**RECORDS PROVIDED:**
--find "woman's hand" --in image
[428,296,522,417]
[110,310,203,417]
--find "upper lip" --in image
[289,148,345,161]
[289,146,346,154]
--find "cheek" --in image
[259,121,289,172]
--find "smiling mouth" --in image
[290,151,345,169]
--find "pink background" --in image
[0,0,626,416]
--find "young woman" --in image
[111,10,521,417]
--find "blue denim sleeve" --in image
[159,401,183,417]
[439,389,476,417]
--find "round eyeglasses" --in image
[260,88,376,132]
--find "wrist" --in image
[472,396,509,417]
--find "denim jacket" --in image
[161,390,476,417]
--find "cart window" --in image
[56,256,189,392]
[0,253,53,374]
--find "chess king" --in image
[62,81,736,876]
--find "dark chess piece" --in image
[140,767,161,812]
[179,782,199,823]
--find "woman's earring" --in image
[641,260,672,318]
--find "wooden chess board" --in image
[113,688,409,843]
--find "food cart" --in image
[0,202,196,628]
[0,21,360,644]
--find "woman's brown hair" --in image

...

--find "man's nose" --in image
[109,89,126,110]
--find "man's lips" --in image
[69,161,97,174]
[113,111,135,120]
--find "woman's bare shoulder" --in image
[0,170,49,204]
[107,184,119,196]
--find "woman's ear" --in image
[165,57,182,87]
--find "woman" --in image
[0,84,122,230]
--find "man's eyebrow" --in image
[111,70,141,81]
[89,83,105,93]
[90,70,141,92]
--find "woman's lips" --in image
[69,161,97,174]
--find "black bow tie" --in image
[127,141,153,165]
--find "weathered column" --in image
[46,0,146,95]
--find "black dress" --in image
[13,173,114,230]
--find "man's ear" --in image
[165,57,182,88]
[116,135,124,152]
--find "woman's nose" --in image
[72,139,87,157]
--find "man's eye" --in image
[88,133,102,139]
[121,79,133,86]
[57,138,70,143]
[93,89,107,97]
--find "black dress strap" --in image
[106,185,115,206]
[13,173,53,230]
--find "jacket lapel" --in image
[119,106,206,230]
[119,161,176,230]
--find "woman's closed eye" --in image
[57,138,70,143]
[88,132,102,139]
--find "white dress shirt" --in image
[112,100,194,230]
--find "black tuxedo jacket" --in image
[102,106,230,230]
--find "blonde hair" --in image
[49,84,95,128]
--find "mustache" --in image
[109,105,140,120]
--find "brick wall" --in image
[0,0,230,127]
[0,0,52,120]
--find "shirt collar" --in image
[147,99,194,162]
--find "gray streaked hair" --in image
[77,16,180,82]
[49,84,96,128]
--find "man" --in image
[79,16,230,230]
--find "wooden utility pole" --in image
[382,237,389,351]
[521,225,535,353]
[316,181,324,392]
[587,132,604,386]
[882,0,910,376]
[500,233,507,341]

--

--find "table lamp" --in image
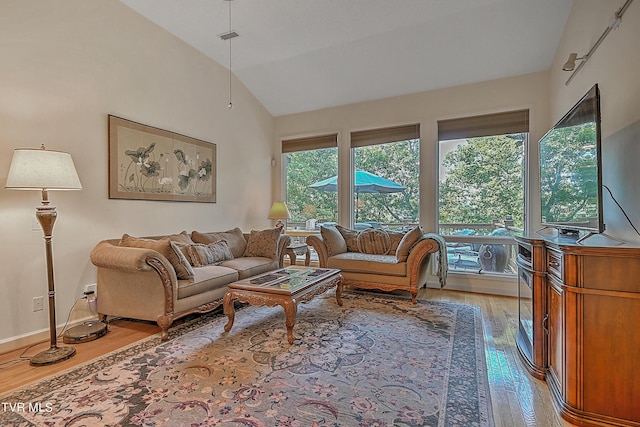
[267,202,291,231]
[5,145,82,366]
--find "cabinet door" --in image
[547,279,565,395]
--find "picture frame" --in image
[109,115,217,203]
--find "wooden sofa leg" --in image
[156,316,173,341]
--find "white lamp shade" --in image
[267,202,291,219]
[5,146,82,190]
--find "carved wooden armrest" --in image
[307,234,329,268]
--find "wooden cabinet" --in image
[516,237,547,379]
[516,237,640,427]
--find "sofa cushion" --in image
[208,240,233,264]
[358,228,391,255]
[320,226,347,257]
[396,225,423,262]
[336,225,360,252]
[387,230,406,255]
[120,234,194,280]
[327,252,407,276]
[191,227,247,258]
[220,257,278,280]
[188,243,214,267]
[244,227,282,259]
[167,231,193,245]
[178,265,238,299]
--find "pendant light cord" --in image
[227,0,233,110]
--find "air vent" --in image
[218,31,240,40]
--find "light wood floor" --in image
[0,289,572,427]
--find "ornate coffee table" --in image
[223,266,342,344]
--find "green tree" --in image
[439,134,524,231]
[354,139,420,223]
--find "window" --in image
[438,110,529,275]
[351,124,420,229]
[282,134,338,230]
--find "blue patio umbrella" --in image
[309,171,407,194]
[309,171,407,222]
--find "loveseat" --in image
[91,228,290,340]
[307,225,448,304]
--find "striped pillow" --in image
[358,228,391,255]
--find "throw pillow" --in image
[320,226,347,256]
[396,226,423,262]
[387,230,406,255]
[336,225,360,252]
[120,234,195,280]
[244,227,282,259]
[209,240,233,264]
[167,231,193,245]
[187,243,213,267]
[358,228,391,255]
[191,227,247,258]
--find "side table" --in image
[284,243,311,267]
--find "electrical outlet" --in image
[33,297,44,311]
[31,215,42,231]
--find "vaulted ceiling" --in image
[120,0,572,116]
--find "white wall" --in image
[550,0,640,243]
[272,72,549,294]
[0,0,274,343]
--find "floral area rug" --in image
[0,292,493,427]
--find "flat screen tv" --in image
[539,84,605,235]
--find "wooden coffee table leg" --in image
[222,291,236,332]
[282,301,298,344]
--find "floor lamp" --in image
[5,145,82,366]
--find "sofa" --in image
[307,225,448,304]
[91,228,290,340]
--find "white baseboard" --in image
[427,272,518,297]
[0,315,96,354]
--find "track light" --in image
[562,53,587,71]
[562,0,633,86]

**WORK INSTRUCTIONS:** Pick out every line in the entries above that contains the word "lamp", treating uppercase and lowercase as different. Copy each of those lines in full.

**COMPLETE ANSWER:**
--find "table lamp" --in image
--find "white lamp shade" --in image
--find "floor lamp" --in image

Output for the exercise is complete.